EXERCISE INSTRUCTIONS ::
a) Rewrite the headlamp thread starting with "## LED_Thrift (Aug" and going on through "great for a BOB.", swapping "Eneloop" for "NiMH".
b) In the headlamp thread, what batteries does the Petzyl E+lite run on?

===== DOCUMENT PASSAGE =====

# Are there any single AAA headlamps?



## bgiddins (Aug 16, 2008)

Title says it all. Thinking of picking up a Petzyl E+lite that runs on CR2032 batteries, but was thinking it might be interesting to see if there are any 1xAAA headlamps out there.

Purpose is for a "get home bag".


----------



## HKJ (Aug 16, 2008)

bgiddins said:


> Title says it all. Thinking of picking up a Petzyl E+lite that runs on CR2032 batteries, but was thinking it might be interesting to see if there are any 1xAAA headlamps out there.
> 
> Purpose is for a "get home bag".



If your can use AA, your can get the Zebralight it is a very versatile light, and also very small for a AA light.


----------



## LED_Thrift (Aug 16, 2008)

HKJ said:


> If your can use AA, your can get the Zebralight it is a very versatile light, and also very small for a AA light.


 
+1 A single AAA headlamp couldn't be much smaller than a Zebralight H50, and the chances that it would be better designed are almost nil. The H50 is the smallest AA light I've seen - put an Eneloop/Hybrid or a lithium AA in there and it would be great for a BOB.


----------



## Flying Turtle (Aug 16, 2008)

===== DATA EXCERPTS =====

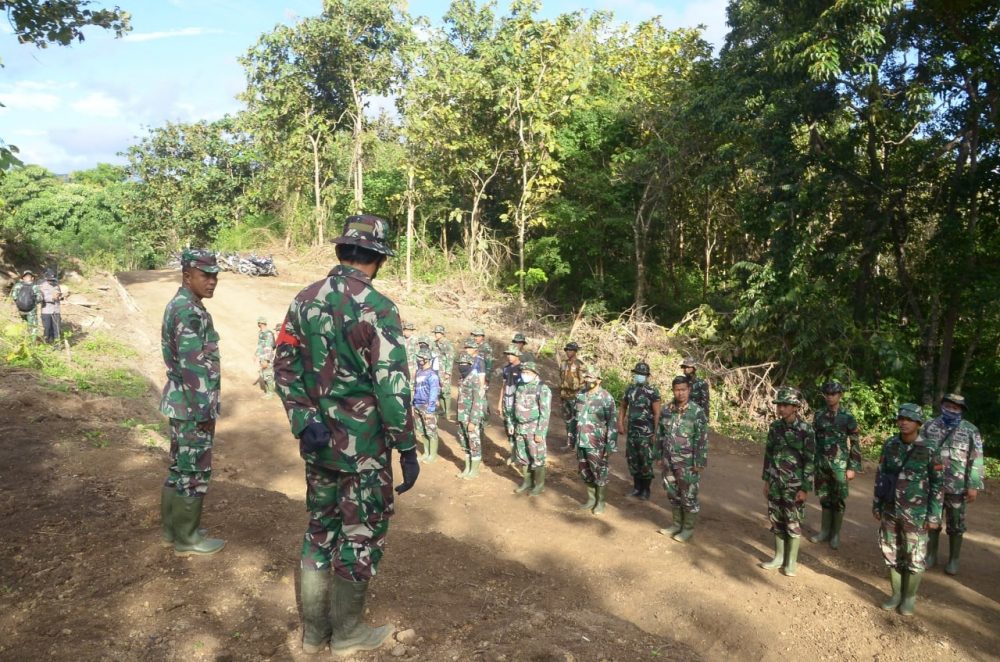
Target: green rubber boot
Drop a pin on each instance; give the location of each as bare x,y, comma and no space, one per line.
347,610
188,540
792,560
473,470
602,499
538,481
838,521
687,530
824,530
779,554
954,552
896,581
677,525
908,606
314,590
933,540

=====

ANSWERS ::
a)
## LED_Thrift (Aug 16, 2008)

HKJ said:


> If your can use AA, your can get the Zebralight it is a very versatile light, and also very small for a AA light.


 
+1 A single AAA headlamp couldn't be much smaller than a Zebralight H50, and the chances that it would be better designed are almost nil. The H50 is the smallest AA light I've seen - put an NiMH/Hybrid or a lithium AA in there and it would be great for a BOB.

b) CR2032 batteries.